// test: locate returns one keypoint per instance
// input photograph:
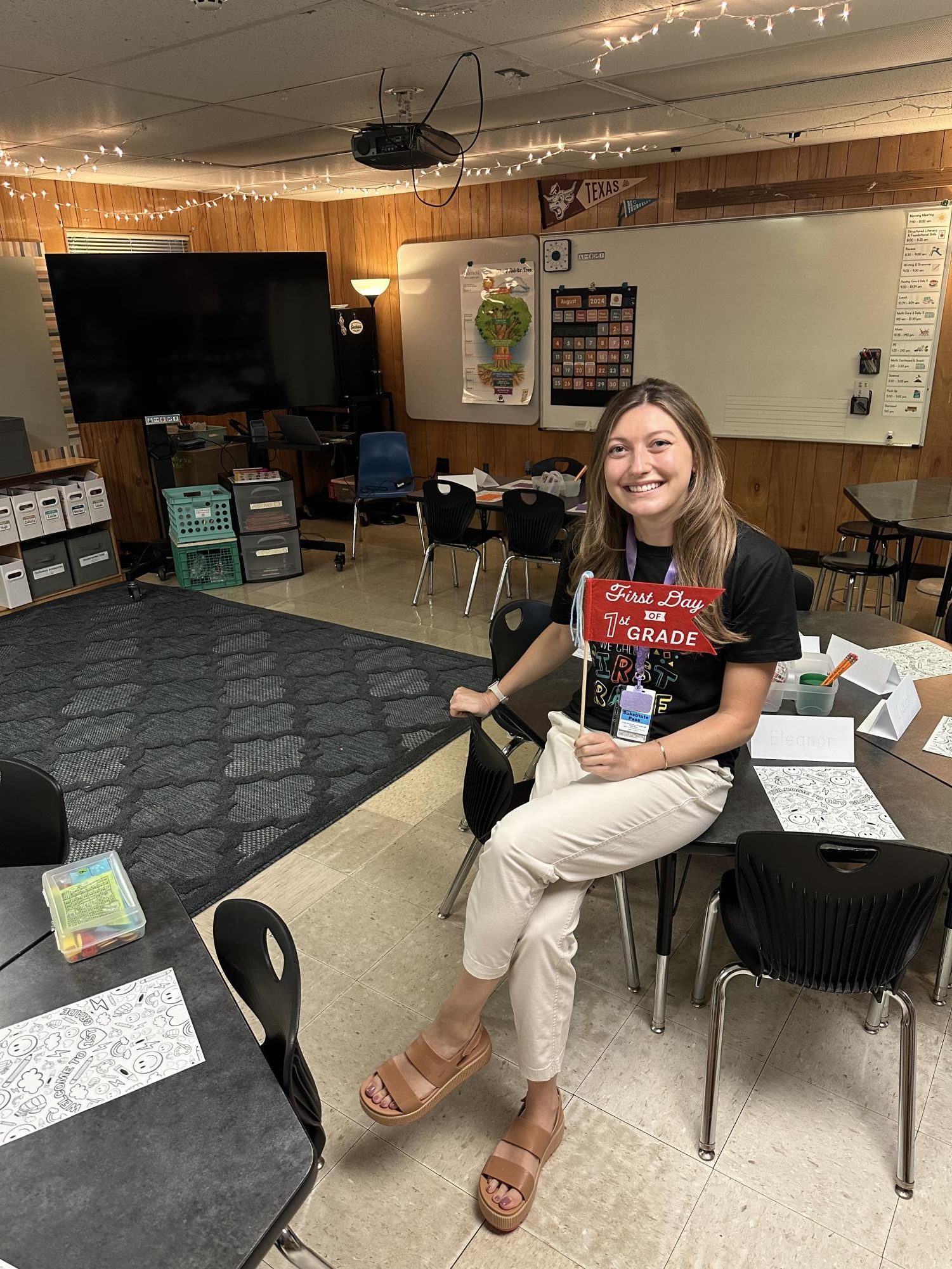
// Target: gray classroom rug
(205, 739)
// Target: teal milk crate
(199, 513)
(207, 565)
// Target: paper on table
(922, 660)
(873, 672)
(826, 800)
(82, 1055)
(802, 739)
(941, 740)
(890, 717)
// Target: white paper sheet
(890, 717)
(834, 800)
(922, 660)
(79, 1056)
(873, 672)
(801, 739)
(941, 740)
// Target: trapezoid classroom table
(190, 1171)
(903, 778)
(889, 503)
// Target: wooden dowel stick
(584, 686)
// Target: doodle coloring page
(922, 660)
(82, 1055)
(826, 800)
(941, 740)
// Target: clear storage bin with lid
(93, 906)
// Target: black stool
(852, 565)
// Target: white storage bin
(50, 508)
(26, 513)
(73, 497)
(15, 588)
(8, 524)
(97, 498)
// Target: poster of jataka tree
(499, 348)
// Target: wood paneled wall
(791, 489)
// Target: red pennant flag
(646, 615)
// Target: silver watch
(498, 692)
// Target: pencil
(849, 659)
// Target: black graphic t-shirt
(758, 602)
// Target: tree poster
(499, 346)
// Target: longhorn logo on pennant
(646, 615)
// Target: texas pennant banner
(648, 615)
(561, 198)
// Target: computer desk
(327, 442)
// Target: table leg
(944, 594)
(905, 569)
(667, 876)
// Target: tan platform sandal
(443, 1072)
(538, 1142)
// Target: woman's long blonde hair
(706, 531)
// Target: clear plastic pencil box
(93, 906)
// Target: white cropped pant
(542, 857)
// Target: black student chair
(490, 791)
(533, 521)
(34, 828)
(447, 509)
(240, 930)
(828, 914)
(511, 634)
(570, 467)
(802, 590)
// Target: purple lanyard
(631, 555)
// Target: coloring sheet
(941, 739)
(834, 800)
(920, 660)
(82, 1055)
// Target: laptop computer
(297, 429)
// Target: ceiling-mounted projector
(404, 146)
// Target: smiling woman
(604, 801)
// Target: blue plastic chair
(384, 472)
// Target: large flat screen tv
(193, 334)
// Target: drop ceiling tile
(492, 21)
(187, 133)
(339, 39)
(857, 96)
(355, 100)
(84, 34)
(674, 46)
(847, 54)
(54, 108)
(285, 148)
(13, 79)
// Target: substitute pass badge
(634, 715)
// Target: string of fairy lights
(588, 150)
(763, 22)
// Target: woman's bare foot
(445, 1038)
(541, 1109)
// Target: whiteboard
(432, 328)
(760, 319)
(29, 385)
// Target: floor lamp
(371, 289)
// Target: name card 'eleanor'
(648, 615)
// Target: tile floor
(806, 1126)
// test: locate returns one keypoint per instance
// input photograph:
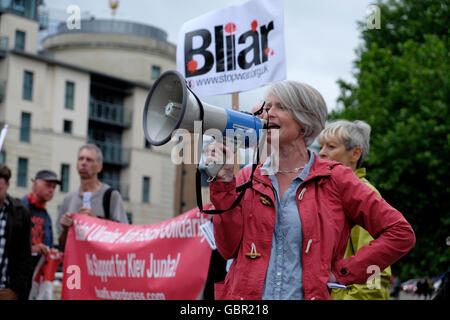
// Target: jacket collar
(320, 168)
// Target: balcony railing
(109, 113)
(4, 43)
(2, 90)
(113, 153)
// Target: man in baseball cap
(44, 184)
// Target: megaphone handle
(212, 169)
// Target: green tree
(402, 91)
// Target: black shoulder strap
(107, 202)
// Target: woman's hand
(215, 154)
(66, 220)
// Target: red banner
(115, 261)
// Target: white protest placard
(234, 49)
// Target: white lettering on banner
(136, 267)
(128, 295)
(163, 268)
(132, 267)
(101, 268)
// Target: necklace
(290, 171)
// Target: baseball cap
(46, 175)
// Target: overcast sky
(320, 35)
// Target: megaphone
(171, 105)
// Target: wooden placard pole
(235, 106)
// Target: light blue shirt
(284, 273)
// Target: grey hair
(353, 134)
(306, 104)
(93, 147)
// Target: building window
(65, 171)
(67, 128)
(69, 97)
(27, 93)
(22, 172)
(156, 72)
(19, 43)
(146, 189)
(25, 127)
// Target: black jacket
(18, 246)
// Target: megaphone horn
(171, 105)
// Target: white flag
(233, 49)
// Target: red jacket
(330, 201)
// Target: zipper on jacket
(300, 196)
(308, 245)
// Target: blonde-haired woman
(349, 142)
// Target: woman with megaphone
(288, 235)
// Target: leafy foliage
(402, 91)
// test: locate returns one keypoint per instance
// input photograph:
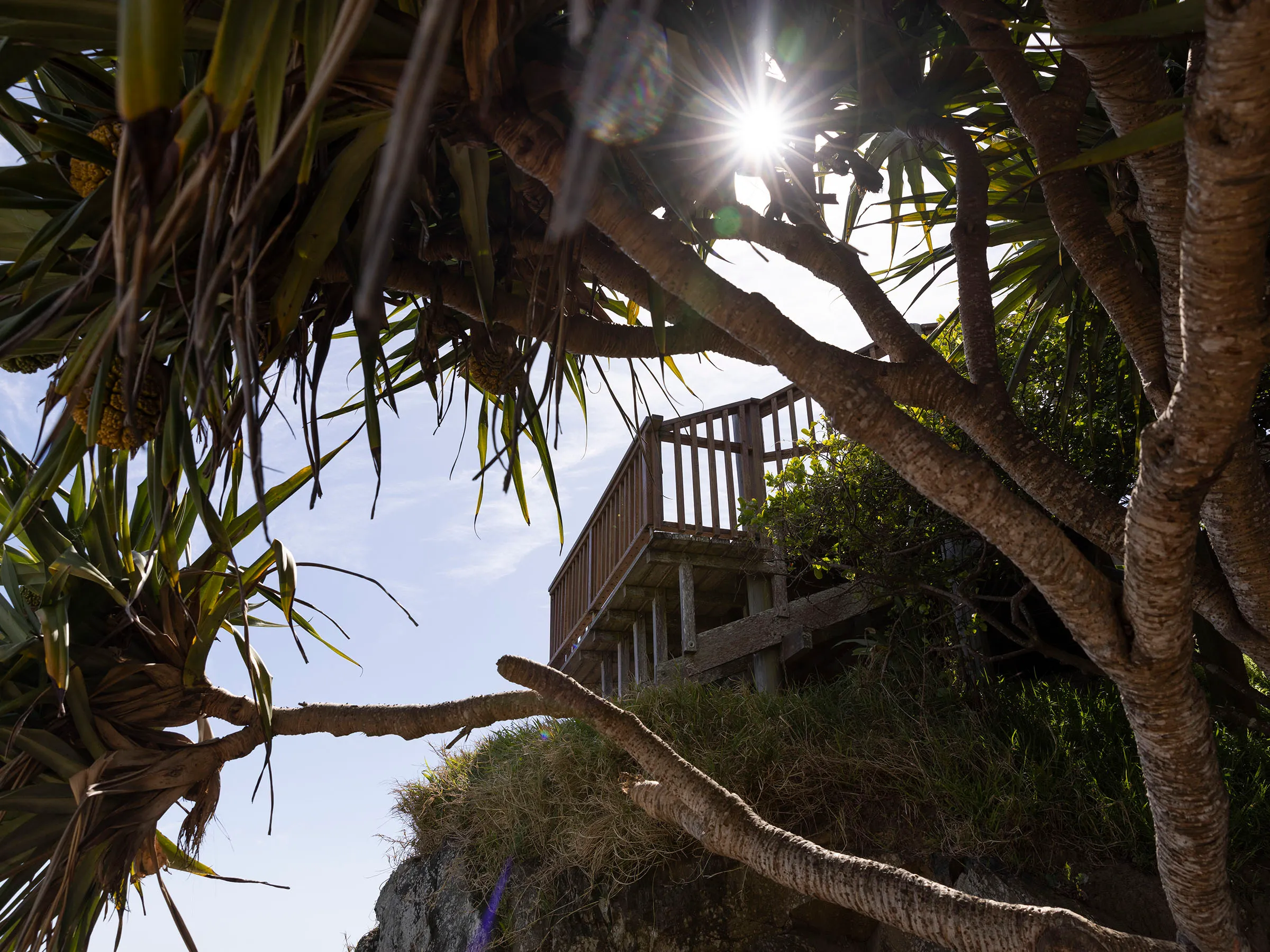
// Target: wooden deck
(664, 576)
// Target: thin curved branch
(407, 721)
(1131, 84)
(929, 381)
(969, 242)
(724, 824)
(1049, 121)
(957, 481)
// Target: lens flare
(760, 132)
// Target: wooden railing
(681, 475)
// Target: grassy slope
(1038, 776)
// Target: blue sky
(478, 593)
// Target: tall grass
(1036, 775)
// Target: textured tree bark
(407, 721)
(1131, 83)
(969, 242)
(991, 422)
(1133, 88)
(1049, 120)
(1223, 249)
(1161, 697)
(724, 824)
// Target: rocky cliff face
(713, 905)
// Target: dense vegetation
(893, 758)
(498, 196)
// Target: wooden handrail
(734, 443)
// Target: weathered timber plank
(714, 562)
(767, 629)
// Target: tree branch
(407, 721)
(1223, 249)
(1131, 84)
(992, 423)
(969, 242)
(1049, 121)
(959, 483)
(725, 826)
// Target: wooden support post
(640, 639)
(661, 640)
(766, 664)
(687, 608)
(780, 593)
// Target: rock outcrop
(713, 905)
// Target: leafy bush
(1037, 775)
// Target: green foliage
(1038, 775)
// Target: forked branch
(724, 824)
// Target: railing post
(657, 515)
(661, 640)
(687, 608)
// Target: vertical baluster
(696, 474)
(678, 479)
(792, 400)
(727, 468)
(776, 435)
(714, 474)
(759, 447)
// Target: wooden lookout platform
(665, 581)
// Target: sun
(760, 132)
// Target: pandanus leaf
(321, 229)
(469, 166)
(150, 48)
(247, 29)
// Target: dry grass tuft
(1038, 776)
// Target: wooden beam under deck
(719, 646)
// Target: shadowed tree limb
(1049, 120)
(724, 824)
(407, 721)
(969, 242)
(1133, 88)
(1223, 252)
(1131, 83)
(960, 484)
(992, 423)
(1161, 696)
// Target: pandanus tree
(210, 191)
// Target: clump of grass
(1037, 775)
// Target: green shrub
(1037, 775)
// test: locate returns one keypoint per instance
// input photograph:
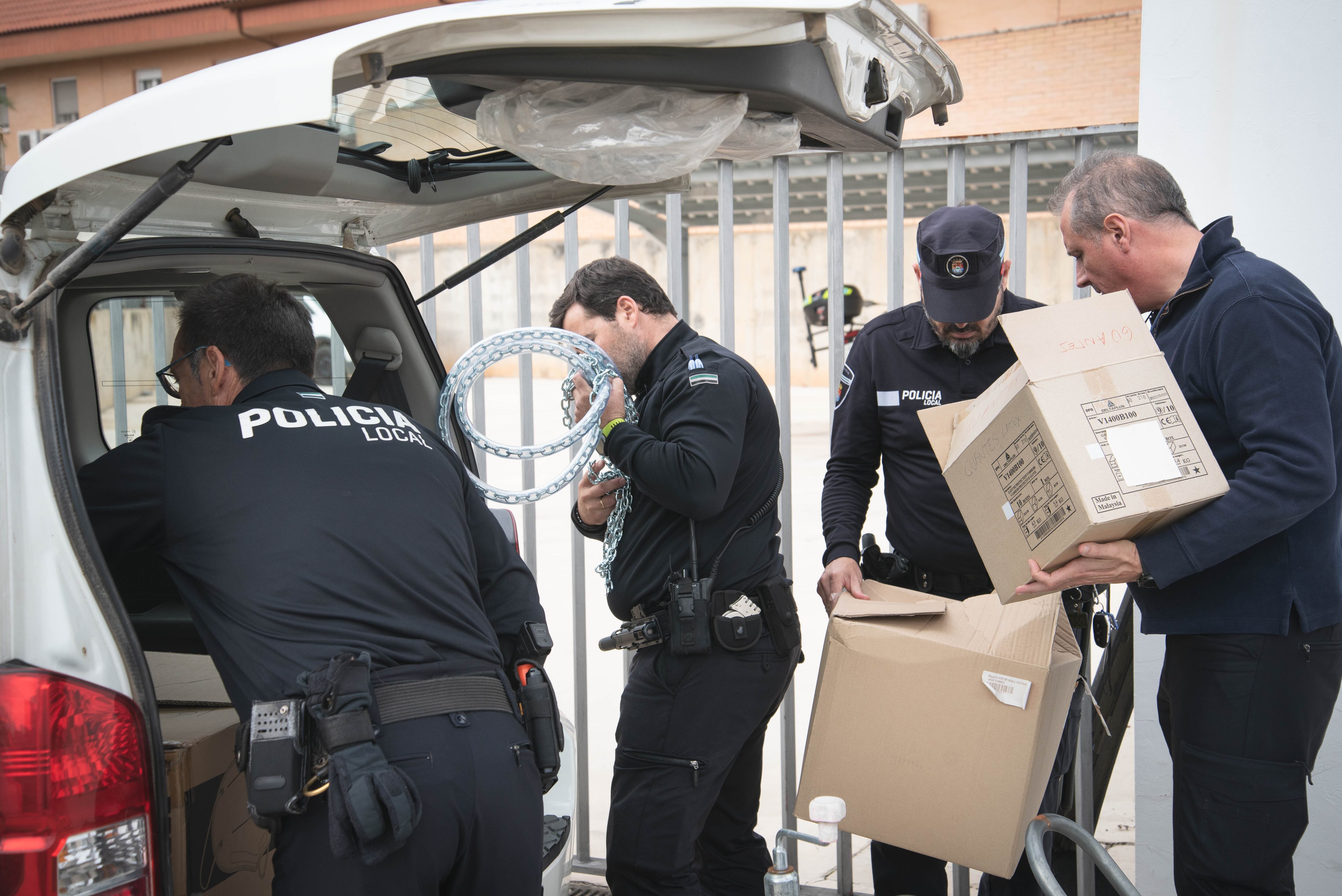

Task instructions » Please reproduce the data above verbatim, from the line containing "thin curved branch" through the line containing "(1036, 775)", including both of those lines.

Correct answer »
// Target: thin curved branch
(407, 721)
(1131, 84)
(929, 381)
(969, 242)
(724, 824)
(1049, 121)
(957, 481)
// Target: lens flare
(760, 132)
// Target: wooden railing
(681, 475)
// Target: grassy slope
(1038, 776)
// Target: blue sky
(478, 593)
// Target: tall grass
(1036, 775)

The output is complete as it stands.